● PASSAGE SHOWN:
┄┄┄┄┄┄┄┄┄┄┄┄┄┄┄┄┄┄┄┄

Scientific Reports (Sep 2021)

Deep learning for distinguishing normal versus abnormal chest radiographs and generalization to two unseen diseases tuberculosis and COVID-19

  • Zaid Nabulsi,
  • Andrew Sellergren,
  • Shahar Jamshy,
  • Charles Lau,
  • Edward Santos,
  • Atilla P. Kiraly,
  • Wenxing Ye,
  • Jie Yang,
  • Rory Pilgrim,
  • Sahar Kazemzadeh,
  • Jin Yu,
  • Sreenivasa Raju Kalidindi,
  • Mozziyar Etemadi,
  • Florencia Garcia-Vicente,
  • David Melnick,
  • Greg S. Corrado,
  • Lily Peng,
  • Krish Eswaran,
  • Daniel Tse,
  • Neeral Beladia,
  • Yun Liu,
  • Po-Hsuan Cameron Chen,
  • Shravya Shetty

DOI
https://doi.org/10.1038/s41598-021-93967-2
Journal volume & issue
Vol. 11, no. 1
pp. 1 – 15

Abstract

Read online

Abstract Chest radiography (CXR) is the most widely-used thoracic clinical imaging modality and is crucial for guiding the management of cardiothoracic conditions. The detection of specific CXR findings has been the main focus of several artificial intelligence (AI) systems. However, the wide range of possible CXR abnormalities makes it impractical to detect every possible condition by building multiple separate systems, each of which detects one or more pre-specified conditions. In this work, we developed and evaluated an AI system to classify CXRs as normal or abnormal. For training and tuning the system, we used a de-identified dataset of 248,445 patients from a multi-city hospital network in India. To assess generalizability, we evaluated our system using 6 international datasets from India, China, and the United States. Of these datasets, 4 focused on diseases that the AI was not trained to detect: 2 datasets with tuberculosis and 2 datasets with coronavirus disease 2019. Our results suggest that the AI system trained using a large dataset containing a diverse array of CXR abnormalities generalizes to new patient populations and unseen diseases. In a simulated workflow where the AI system prioritized abnormal cases, the turnaround time for abnormal cases reduced by 7–28%. These results represent an important step towards evaluating whether AI can be safely used to flag cases in a general setting where previously unseen abnormalities exist. Lastly, to facilitate the continued development of AI models for CXR, we release our collected labels for the publicly available dataset.

┄┄┄┄┄┄┄┄┄┄┄┄┄┄┄┄┄┄┄┄

[Annotated photo location data]
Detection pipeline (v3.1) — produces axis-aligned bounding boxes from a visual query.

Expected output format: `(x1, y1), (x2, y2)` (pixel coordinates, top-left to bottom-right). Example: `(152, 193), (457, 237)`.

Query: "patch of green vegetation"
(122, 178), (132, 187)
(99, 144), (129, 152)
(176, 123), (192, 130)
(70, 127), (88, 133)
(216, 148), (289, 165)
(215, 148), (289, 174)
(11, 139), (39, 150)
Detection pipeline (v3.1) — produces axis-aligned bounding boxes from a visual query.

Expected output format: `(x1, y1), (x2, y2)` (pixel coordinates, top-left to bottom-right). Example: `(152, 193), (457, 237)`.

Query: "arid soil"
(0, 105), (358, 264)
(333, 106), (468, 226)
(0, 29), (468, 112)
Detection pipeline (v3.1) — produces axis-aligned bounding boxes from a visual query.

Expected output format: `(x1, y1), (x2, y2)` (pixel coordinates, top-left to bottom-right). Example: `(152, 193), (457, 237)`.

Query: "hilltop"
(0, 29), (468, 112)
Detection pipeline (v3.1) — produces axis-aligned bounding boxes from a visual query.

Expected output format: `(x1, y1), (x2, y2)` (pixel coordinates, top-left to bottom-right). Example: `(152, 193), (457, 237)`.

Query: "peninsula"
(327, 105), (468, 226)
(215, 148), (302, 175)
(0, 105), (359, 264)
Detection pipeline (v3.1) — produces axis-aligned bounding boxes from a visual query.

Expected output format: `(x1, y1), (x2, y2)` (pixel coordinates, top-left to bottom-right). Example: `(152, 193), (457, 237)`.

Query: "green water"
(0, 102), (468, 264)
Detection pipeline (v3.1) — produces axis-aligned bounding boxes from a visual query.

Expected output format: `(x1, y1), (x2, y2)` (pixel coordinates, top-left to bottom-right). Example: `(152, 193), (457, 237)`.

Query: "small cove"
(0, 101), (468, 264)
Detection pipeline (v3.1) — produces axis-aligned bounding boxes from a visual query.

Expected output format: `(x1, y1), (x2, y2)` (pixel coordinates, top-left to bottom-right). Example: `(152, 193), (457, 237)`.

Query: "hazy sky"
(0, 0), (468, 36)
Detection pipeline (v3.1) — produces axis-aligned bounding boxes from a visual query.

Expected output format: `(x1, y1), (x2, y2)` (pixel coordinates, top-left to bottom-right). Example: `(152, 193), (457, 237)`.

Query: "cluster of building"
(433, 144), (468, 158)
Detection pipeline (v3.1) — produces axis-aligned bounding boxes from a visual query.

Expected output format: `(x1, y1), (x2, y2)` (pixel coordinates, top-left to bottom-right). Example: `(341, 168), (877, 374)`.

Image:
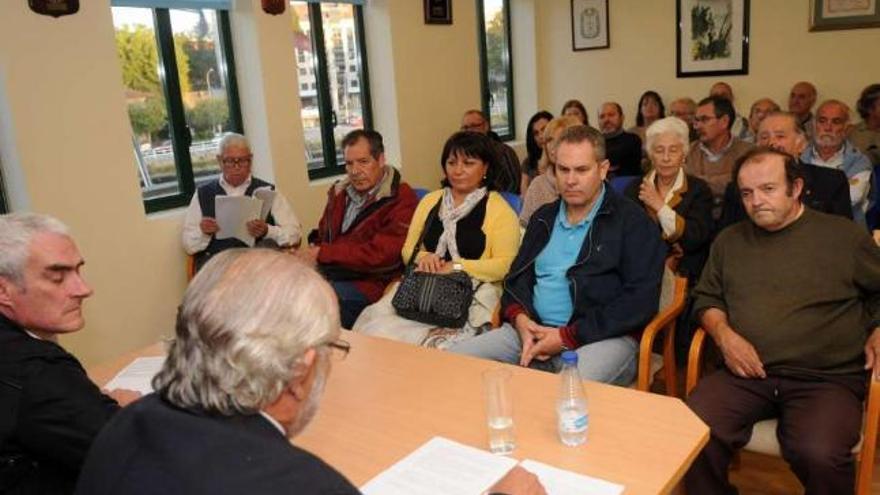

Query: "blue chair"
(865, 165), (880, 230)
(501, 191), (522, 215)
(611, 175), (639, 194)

┄┄┄┄┄┄┄┄┄┄┄┄┄┄┄┄┄┄┄┄

● HOW TO COMPLETE THIS TASK: According to the chest X-ray article at the top, how many patients were in the dataset used to train and tune the AI system?

● SOLVED EXERCISE: 248,445 patients